● **TASK INSTRUCTIONS**
(1) Check the passage on Philanthropy Australia's response to the report against the statements below. For each, answer yes or no and quote the words of the passage that decide it.
(a) The report is more than 170,000 words long.
(b) Member sessions on the response will be held in early December.
(c) The PC will give its final report to Government on 9 February.
(2) List every date or time of year named in the passage on Philanthropy Australia's response to the report.

== SOURCE PASSAGE ==

With the report coming in at more than 170,000 words, Philanthropy Australia will take time to judiciously consider the content. We will seek to provide a draft response to members prior to Christmas. Member sessions to discuss the response will be held in late January, prior to submitting our final response to the PC on 9 February. The PC will provide its final report to Government on 11 May, with the government response to follow thereafter.

===
== GIVEN DATA ==

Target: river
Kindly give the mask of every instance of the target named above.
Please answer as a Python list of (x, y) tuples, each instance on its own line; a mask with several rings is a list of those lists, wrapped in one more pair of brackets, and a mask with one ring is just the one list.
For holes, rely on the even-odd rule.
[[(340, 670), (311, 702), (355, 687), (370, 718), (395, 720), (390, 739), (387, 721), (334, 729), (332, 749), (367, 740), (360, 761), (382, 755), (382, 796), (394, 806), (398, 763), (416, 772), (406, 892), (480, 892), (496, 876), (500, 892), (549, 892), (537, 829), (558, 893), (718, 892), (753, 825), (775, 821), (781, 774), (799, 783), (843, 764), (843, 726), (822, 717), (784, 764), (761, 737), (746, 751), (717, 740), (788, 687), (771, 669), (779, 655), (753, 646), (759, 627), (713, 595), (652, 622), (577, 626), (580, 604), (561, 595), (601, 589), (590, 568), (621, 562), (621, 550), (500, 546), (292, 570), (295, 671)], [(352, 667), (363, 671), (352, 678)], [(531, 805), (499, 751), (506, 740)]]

===

● **ANSWERS BY ITEM**
(1)
(a) Yes: "With the report coming in at more than 170,000 words"
(b) No: "Member sessions to discuss the response will be held in late January"
(c) No: "The PC will provide its final report to Government on 11 May"

(2)
Christmas
late January
9 February
11 May